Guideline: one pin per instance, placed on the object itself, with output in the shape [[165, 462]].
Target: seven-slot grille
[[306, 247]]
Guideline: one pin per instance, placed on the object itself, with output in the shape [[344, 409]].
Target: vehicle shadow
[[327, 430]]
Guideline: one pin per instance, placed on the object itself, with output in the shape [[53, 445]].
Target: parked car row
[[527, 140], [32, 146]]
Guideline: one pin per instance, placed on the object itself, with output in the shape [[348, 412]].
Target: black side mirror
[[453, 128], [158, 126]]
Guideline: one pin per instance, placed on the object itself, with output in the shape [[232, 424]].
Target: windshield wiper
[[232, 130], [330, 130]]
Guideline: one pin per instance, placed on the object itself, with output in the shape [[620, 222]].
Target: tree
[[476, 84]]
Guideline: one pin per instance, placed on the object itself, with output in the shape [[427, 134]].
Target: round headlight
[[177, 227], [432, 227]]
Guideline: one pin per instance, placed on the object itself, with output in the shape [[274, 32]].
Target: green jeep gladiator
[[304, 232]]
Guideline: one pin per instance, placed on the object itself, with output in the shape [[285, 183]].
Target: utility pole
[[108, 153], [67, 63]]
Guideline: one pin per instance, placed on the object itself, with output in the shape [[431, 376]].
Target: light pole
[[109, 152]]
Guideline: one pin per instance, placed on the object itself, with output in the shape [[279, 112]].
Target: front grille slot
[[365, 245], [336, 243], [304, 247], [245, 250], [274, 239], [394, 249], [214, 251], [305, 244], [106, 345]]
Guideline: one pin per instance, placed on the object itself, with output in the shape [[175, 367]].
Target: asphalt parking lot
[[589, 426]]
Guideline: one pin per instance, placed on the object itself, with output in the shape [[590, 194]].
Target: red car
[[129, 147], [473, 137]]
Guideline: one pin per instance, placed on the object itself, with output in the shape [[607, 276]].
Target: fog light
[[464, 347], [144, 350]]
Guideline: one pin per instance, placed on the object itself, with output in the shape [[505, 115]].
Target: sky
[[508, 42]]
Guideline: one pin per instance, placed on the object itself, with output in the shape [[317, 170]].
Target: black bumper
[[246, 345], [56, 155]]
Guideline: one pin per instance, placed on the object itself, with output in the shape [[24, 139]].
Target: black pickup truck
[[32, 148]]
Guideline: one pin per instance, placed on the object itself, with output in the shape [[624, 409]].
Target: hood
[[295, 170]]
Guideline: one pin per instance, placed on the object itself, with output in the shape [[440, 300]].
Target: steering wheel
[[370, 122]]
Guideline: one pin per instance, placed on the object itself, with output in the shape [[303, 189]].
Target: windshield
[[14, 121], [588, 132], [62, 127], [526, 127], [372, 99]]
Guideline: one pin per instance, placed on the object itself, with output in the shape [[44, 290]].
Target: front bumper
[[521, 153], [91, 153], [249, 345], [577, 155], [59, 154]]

## WHAT THE TASK REQUIRES
In full and without change, transcribe every line of the records above.

## RESPONSE TO THIS TASK
Guideline: one pin per instance, placed on the object itself, with output in the shape [[165, 462]].
Target: seven-slot grille
[[306, 247]]
Guideline: one pin per instance, placed on the object itself, with output in the shape [[344, 409]].
Target: vehicle shadow
[[327, 430]]
Guideline: one pin per instance, placed on the object itself, with output in the shape [[53, 445]].
Target: parked car row
[[527, 140], [32, 146]]
Guideline: one pin per instance, placed on the object itself, with output in the shape [[348, 412]].
Target: black side mirror
[[453, 128], [158, 126]]
Guideline: one pin per instance, placed on the object itself, with output in the shape [[232, 424]].
Target: windshield wiper
[[232, 130], [330, 130]]
Guideline: one pin per instance, placed on the object itself, with output in the shape [[620, 222]].
Target: tree
[[476, 84]]
Guideline: one pin per instance, placed on the object itself, with output in the shape [[427, 134]].
Target: round headlight
[[177, 227], [432, 227]]
Guideline: one pin per instance, placed on the object itself, with output in the shape [[274, 32]].
Target: green jeep gladiator
[[304, 232]]
Guideline: one pin per instance, placed on the object itself, with output in the shape [[285, 183]].
Target: utility pole
[[108, 153], [67, 63]]
Guideline: one pin per instance, placed on the object itself, with output in the shape [[431, 376]].
Target: light pole
[[109, 152]]
Guideline: one pin per instance, placed on the object itself, with output in the shape [[279, 112]].
Target: front grille slot
[[365, 245], [336, 243], [304, 247], [245, 250], [274, 239], [394, 249], [214, 251], [305, 244], [106, 345]]
Guideline: one pin per instance, placed on the object itself, with output in the shape [[175, 367]].
Target: asphalt parking lot
[[589, 426]]
Guideline: one pin per instance, placed on the object itself, with output in the shape [[590, 194]].
Target: red car
[[129, 147], [473, 137]]
Guideline: one pin per instance, placed on the object itself, with output in the shape [[607, 276]].
Target: fog light
[[464, 347], [144, 350]]
Guideline: one pin per instance, placed on the object itself, with output in the shape [[505, 115]].
Target: sky
[[508, 42]]
Guideline: one pin per instance, placed on the object itself, with output in the shape [[317, 170]].
Target: black bumper
[[246, 345], [56, 155]]
Guideline: one pin per instance, placed on the object itself, with output in the shape [[24, 139]].
Target: black pickup truck
[[32, 148]]
Guideline: one pin per instance, placed on the object itself, with output in the shape [[624, 409]].
Target: hood
[[295, 170]]
Guideline: one pin per instance, placed on the object itself, with output in the shape [[440, 300]].
Target: steering wheel
[[370, 122]]
Guideline: one pin per instance, placed on the object itself, with output in the shape [[303, 189]].
Target: windshield
[[14, 121], [588, 132], [62, 127], [526, 127], [372, 99]]
Guideline: one pin per instance, placed on the object itself, with output in the shape [[44, 290]].
Target: front bumper
[[521, 153], [91, 153], [249, 345], [577, 155], [59, 154]]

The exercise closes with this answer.